— PROBLEM DETAILS —
Print this span of the material below exactly: the line with "positive clicks: (225, 85) (223, 85)", the line with "positive clicks: (318, 86)", and every line between them, but nothing else.

— RECORD EXCERPTS —
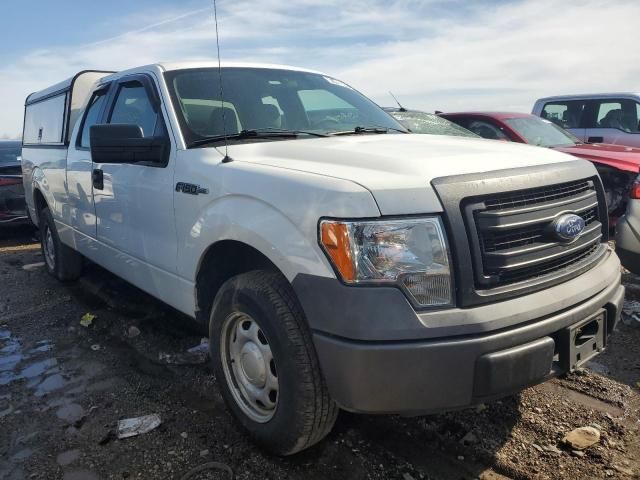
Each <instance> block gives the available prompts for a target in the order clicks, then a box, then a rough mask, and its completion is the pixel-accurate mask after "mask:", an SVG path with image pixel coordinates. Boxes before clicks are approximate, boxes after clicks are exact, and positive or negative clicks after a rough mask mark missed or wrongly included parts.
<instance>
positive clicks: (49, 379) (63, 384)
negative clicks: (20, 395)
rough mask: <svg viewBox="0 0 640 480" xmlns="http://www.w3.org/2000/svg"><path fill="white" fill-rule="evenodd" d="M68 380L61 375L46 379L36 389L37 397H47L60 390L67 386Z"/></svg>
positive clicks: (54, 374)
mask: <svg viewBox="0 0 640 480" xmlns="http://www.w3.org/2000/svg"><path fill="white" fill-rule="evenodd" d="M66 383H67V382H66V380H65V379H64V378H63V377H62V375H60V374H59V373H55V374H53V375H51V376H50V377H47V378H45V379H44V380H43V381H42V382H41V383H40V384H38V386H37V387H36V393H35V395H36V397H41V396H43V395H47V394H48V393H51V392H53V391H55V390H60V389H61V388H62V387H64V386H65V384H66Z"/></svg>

---

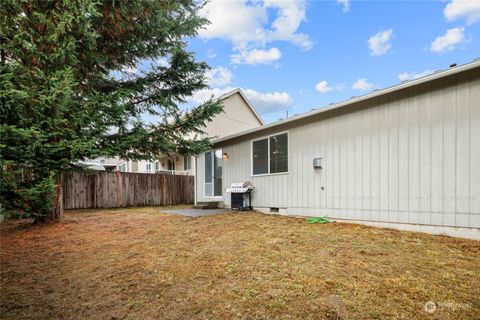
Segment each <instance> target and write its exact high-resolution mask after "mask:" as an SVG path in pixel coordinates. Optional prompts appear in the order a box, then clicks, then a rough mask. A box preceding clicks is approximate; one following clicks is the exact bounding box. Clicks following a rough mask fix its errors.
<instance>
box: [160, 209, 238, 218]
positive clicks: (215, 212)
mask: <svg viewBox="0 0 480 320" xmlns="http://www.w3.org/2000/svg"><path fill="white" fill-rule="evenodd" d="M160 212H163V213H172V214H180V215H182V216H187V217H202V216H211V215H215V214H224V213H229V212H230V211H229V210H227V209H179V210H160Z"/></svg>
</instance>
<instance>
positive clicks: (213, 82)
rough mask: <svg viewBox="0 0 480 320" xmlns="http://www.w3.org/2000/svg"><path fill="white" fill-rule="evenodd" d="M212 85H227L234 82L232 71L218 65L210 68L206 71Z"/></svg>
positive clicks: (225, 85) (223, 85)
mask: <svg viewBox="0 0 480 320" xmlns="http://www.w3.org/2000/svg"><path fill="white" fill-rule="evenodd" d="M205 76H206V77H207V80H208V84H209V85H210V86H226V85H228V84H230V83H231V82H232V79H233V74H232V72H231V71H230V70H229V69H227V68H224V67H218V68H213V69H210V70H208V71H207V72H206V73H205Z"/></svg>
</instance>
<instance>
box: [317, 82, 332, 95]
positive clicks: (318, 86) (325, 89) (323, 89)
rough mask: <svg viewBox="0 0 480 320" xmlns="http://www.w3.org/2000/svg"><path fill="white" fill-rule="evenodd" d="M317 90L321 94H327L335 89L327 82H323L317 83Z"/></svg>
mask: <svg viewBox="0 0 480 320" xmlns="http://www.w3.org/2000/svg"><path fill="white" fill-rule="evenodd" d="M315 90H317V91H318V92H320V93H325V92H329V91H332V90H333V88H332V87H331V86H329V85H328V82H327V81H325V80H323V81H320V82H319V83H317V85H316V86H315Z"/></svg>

...

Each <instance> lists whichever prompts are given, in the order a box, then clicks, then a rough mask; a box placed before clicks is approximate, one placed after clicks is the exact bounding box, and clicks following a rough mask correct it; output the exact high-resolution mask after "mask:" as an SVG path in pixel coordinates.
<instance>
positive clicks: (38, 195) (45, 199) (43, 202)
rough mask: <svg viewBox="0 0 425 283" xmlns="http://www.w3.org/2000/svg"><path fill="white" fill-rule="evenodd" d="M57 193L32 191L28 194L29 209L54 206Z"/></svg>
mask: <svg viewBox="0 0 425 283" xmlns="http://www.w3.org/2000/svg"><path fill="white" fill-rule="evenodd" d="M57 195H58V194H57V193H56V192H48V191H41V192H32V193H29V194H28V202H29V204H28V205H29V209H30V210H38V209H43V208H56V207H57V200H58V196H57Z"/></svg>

— ANSWER SPACE —
positive clicks: (225, 85) (223, 85)
mask: <svg viewBox="0 0 480 320" xmlns="http://www.w3.org/2000/svg"><path fill="white" fill-rule="evenodd" d="M205 76H206V77H207V80H208V84H209V85H210V86H226V85H228V84H230V83H231V82H232V79H233V74H232V72H231V71H230V70H229V69H227V68H224V67H218V68H213V69H210V70H208V71H207V72H206V73H205Z"/></svg>
</instance>
<instance>
box: [317, 82, 332, 95]
positive clicks: (318, 86) (325, 89) (323, 89)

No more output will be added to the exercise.